What you have to do → Update the records below by replacing "traced" with "outlined" wherever it occurs, and leave everything else unchanged.
— START OF Task data —
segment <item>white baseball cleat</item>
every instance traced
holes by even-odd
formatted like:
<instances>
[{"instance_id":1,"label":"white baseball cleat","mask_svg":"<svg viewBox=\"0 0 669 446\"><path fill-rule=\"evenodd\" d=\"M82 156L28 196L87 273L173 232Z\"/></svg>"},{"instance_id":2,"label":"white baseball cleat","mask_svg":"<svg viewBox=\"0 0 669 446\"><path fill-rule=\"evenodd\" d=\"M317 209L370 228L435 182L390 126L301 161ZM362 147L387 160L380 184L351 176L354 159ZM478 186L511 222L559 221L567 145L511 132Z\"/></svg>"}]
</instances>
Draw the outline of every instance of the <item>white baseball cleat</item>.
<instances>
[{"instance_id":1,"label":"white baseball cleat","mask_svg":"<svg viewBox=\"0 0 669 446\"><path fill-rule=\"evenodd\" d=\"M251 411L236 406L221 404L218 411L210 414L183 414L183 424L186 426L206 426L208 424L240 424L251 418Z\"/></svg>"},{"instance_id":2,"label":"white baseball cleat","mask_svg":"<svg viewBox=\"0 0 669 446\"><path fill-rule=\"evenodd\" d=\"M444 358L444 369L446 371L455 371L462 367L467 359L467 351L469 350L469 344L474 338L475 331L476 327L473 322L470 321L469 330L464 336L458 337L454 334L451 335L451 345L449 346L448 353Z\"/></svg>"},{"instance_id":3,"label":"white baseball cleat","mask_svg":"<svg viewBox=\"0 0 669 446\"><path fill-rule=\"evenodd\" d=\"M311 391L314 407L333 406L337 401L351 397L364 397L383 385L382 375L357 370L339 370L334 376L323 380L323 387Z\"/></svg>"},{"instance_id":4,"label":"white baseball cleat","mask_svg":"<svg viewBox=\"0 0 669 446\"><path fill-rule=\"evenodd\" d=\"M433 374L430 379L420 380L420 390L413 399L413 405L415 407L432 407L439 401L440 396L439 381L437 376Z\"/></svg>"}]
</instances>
— END OF Task data —
Expected answer →
segment <item>white baseball cleat</item>
every instance outlined
holes by even-odd
formatted like:
<instances>
[{"instance_id":1,"label":"white baseball cleat","mask_svg":"<svg viewBox=\"0 0 669 446\"><path fill-rule=\"evenodd\" d=\"M82 156L28 196L87 273L173 232Z\"/></svg>"},{"instance_id":2,"label":"white baseball cleat","mask_svg":"<svg viewBox=\"0 0 669 446\"><path fill-rule=\"evenodd\" d=\"M317 209L370 228L435 182L390 126L301 161ZM362 147L387 160L380 184L351 176L354 159ZM478 186L511 222L559 221L567 145L511 132Z\"/></svg>"}]
</instances>
Draw the outline of every instance of the <item>white baseball cleat</item>.
<instances>
[{"instance_id":1,"label":"white baseball cleat","mask_svg":"<svg viewBox=\"0 0 669 446\"><path fill-rule=\"evenodd\" d=\"M251 411L236 406L221 404L218 411L210 414L183 414L183 424L186 426L206 426L208 424L240 424L251 418Z\"/></svg>"},{"instance_id":2,"label":"white baseball cleat","mask_svg":"<svg viewBox=\"0 0 669 446\"><path fill-rule=\"evenodd\" d=\"M444 358L444 369L446 371L455 371L462 367L467 359L467 351L469 350L469 344L474 338L475 331L476 327L473 322L470 321L469 330L464 336L458 337L454 334L451 335L451 345L449 346L448 353Z\"/></svg>"},{"instance_id":3,"label":"white baseball cleat","mask_svg":"<svg viewBox=\"0 0 669 446\"><path fill-rule=\"evenodd\" d=\"M311 391L314 407L333 406L337 401L351 397L364 397L383 385L382 375L357 370L339 370L334 376L323 380L323 387Z\"/></svg>"},{"instance_id":4,"label":"white baseball cleat","mask_svg":"<svg viewBox=\"0 0 669 446\"><path fill-rule=\"evenodd\" d=\"M433 374L430 379L420 380L420 390L413 399L413 405L415 407L432 407L439 401L440 396L439 381L437 376Z\"/></svg>"}]
</instances>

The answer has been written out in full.